Records from a dataset
##############################
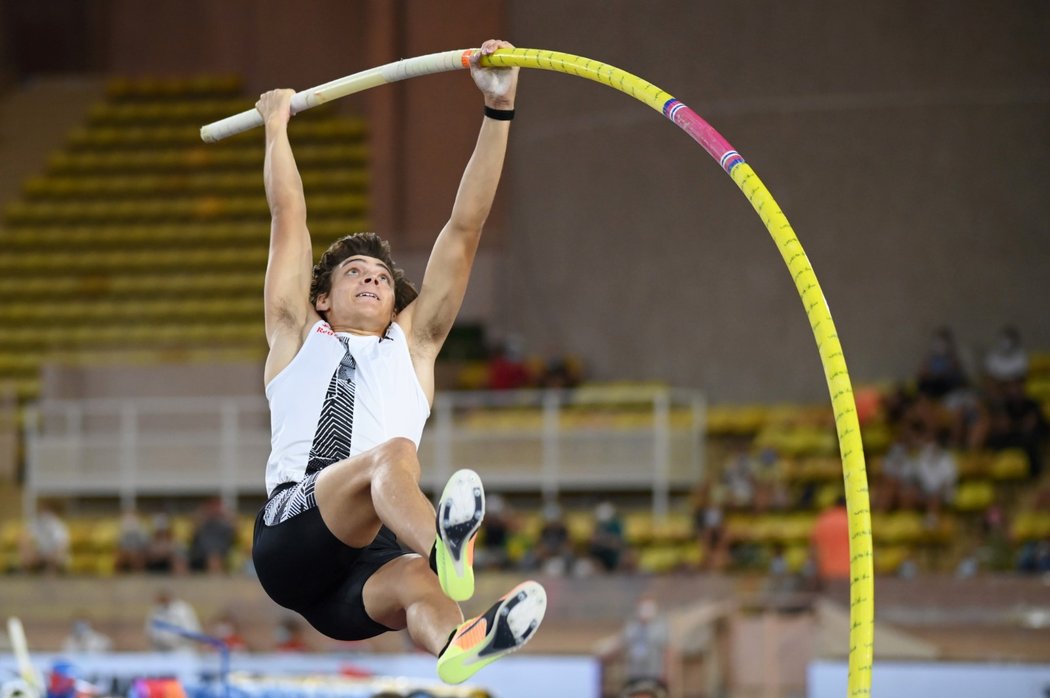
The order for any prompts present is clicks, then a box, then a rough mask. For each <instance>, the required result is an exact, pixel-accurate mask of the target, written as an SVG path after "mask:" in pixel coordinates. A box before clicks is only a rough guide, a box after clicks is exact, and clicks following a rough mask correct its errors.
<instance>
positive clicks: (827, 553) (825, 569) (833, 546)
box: [811, 496, 849, 586]
mask: <svg viewBox="0 0 1050 698" xmlns="http://www.w3.org/2000/svg"><path fill="white" fill-rule="evenodd" d="M811 543H812V550H813V556H814V559H815V560H816V572H817V583H818V584H819V585H820V586H824V585H826V584H827V583H828V581H834V580H841V579H848V578H849V516H848V514H847V513H846V500H845V498H844V496H839V499H838V500H837V501H836V502H835V504H834V505H833V506H831V507H828V508H827V509H825V510H824V511H823V512H821V513H820V515H819V516H817V523H816V524H815V525H814V527H813V533H812V538H811Z"/></svg>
##############################
What you should do: Copy out every line of text in the records above without changing anything, and leave the pictures out.

Exercise output:
The order for any prompts present is clicks, then a box, then a rough mask. For each <instance>, the required result is an exact, pixel-accurate mask of the target, written as an SVG path after "mask:" in pixel coordinates. A box before clicks is only a rough guide, a box after clicks is exact, and clicks following a rough mask correct its errors.
<instance>
positive clicks: (827, 553) (825, 569) (833, 546)
box: [811, 496, 849, 586]
mask: <svg viewBox="0 0 1050 698" xmlns="http://www.w3.org/2000/svg"><path fill="white" fill-rule="evenodd" d="M811 543H812V550H813V556H814V559H815V560H816V572H817V583H818V584H819V585H820V586H824V585H826V584H827V583H828V581H834V580H841V579H848V578H849V516H848V514H847V513H846V500H845V498H844V496H839V499H838V500H837V501H836V502H835V504H834V505H833V506H831V507H828V508H827V509H825V510H824V511H823V512H821V513H820V515H819V516H817V523H816V524H815V525H814V527H813V533H812V538H811Z"/></svg>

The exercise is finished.